■ **Text for analysis**
/---
This week has seen the launch of e-health passports jointly with other government bodies, providing each citizen with access to their medical records via the electronic government website. Such passports allow to see the medical organizations a citizen used to go, free prescriptions a patient used to get.

“Digitalization is about implementing a system of social medical insurance in the long run as it is the only tool to bring in transparency,” said the Kazakh Health Minister.

The minister stressed that information systems had been developing by the Ministry for many years to record patients, medicines and switch to paperless workflow in hospitals. All the data were accumulated in different systems and on separate servers. So, the goal was to make each citizen see, control and access their data.

He also emphasized that e-health passports would be available in mobile shortly so as each citizen will be able to keep an eye on their medical records.

Now, e-health passports run in a pilot mode, but after the new year all the records will be updated online, that is, every visit to a hospital will be reflected on such e-health passports. This primarily serves to ensure transparency in the costs of the State.
\---
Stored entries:
/---
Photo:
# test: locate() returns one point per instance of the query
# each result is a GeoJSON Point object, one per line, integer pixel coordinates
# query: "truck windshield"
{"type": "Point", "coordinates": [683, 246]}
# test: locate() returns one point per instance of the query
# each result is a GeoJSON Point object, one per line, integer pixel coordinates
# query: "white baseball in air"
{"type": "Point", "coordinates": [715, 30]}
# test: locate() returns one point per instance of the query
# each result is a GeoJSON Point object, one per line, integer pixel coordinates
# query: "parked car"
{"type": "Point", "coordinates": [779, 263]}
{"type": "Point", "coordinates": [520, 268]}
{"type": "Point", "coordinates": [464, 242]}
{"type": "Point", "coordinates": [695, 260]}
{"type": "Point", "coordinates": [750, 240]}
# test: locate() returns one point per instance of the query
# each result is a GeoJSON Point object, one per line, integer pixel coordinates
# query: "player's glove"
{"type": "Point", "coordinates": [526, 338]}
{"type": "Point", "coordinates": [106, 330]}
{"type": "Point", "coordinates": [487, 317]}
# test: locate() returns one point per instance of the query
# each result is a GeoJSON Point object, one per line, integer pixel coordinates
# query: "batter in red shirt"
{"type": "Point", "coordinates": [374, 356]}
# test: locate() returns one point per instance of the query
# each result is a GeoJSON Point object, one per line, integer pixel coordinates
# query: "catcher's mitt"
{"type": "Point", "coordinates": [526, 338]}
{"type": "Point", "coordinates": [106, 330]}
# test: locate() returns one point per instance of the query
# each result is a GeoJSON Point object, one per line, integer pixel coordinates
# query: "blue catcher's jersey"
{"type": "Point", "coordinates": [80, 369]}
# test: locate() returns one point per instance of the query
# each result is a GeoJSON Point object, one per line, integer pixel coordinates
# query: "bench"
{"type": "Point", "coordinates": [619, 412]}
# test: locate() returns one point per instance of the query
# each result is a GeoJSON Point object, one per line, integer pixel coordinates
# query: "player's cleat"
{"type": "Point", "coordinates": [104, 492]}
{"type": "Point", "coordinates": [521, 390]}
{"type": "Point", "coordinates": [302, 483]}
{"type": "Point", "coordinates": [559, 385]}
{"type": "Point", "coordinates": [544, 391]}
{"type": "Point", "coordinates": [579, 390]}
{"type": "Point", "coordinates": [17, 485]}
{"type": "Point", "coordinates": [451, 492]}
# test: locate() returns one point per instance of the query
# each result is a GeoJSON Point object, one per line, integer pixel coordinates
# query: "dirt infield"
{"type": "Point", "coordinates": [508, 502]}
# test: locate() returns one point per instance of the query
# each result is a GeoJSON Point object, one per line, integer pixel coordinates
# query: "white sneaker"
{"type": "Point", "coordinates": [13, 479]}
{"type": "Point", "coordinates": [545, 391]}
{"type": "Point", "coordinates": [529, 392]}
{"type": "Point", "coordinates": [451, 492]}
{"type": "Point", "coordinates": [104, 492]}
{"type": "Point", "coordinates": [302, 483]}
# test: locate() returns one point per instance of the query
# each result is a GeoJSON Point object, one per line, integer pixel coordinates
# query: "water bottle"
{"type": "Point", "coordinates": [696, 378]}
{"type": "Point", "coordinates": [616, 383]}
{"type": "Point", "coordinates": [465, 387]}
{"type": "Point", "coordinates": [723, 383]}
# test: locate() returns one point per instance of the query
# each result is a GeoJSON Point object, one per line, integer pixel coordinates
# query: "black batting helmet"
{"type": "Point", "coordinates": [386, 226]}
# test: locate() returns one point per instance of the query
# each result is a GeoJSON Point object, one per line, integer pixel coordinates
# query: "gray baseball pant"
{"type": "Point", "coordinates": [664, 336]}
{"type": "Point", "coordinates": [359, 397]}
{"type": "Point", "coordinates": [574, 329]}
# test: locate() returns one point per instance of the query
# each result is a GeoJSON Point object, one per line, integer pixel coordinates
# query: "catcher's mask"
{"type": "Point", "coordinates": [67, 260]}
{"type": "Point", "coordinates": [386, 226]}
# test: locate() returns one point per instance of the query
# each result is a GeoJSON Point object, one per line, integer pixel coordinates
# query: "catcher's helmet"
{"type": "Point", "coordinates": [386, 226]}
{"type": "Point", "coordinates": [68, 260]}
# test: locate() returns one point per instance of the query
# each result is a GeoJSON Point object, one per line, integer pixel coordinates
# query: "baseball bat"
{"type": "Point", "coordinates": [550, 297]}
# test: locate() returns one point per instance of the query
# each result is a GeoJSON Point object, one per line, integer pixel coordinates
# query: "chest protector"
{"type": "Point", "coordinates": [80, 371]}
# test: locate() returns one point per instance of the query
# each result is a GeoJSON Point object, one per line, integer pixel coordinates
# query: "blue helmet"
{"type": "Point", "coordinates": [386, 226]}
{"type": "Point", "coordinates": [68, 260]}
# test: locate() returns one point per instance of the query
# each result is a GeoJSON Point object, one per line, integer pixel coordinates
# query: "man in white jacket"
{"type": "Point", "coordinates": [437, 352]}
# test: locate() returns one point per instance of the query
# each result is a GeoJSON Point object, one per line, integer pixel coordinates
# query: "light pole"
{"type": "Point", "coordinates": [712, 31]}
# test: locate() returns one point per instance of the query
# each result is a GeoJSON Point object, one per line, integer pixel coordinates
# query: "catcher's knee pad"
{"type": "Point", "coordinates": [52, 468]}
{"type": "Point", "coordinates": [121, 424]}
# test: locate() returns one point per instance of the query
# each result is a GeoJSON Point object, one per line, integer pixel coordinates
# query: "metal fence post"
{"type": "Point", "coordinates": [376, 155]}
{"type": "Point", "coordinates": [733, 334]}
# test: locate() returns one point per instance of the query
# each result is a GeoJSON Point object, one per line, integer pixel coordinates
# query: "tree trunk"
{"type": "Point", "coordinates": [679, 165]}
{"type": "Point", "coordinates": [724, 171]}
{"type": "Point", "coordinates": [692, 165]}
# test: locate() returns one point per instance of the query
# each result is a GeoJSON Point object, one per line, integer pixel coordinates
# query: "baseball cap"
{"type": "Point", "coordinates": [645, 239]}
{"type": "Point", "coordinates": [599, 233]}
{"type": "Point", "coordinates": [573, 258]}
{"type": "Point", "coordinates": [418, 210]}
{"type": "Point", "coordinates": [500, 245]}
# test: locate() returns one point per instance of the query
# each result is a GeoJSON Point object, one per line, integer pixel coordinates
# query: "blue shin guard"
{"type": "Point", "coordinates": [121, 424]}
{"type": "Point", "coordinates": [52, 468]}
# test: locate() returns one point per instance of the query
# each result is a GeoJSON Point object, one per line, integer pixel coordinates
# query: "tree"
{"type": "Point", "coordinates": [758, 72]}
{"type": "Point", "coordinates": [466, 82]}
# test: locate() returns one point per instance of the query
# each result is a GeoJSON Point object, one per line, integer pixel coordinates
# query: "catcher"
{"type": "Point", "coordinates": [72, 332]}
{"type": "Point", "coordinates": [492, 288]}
\---
■ **Assigned task 1**
According to the text on e-health passports, through which website can citizens access their medical records?
■ **Assigned task 2**
Shorten the paragraph of the e-health passport text that begins "The minister stressed that" into a brief bulleted list that keeps its main facts.
■ **Assigned task 3**
Proceed with the text about e-health passports, writing on from its final sentence.

■ **Exercise result 1**
Through the electronic government website.

■ **Exercise result 2**
- For many years, the Ministry has developed information systems to record patients and medicines and to move hospitals to paperless workflow.
- All the data were stored in different systems and on separate servers.
- The goal was to let each citizen see, control and access their own data.

■ **Exercise result 3**
Almost every hospital and polyclinic providing free medical services has to keep medical records in an electronic format, further being integrated on the platform helping to form e-passports.

“Thanks to the job done we [the Ministry] not only can optimize the work of hospitals, reduce paper bureaucracy as well as costs, but also record medical services and medicines provided,” he added.

Last year digitalization enabled to save considerable 26 billion tenge on online purchases via the Finance Ministry’s website, thanks to open trading. The savings were gone to buy some scarce medicines. A personalized approach toward beneficiaries with over 3 million prescriptions each year enabled to save medicines for around 14 billion tenge. The overall saving was around 50 billion tenge within the year.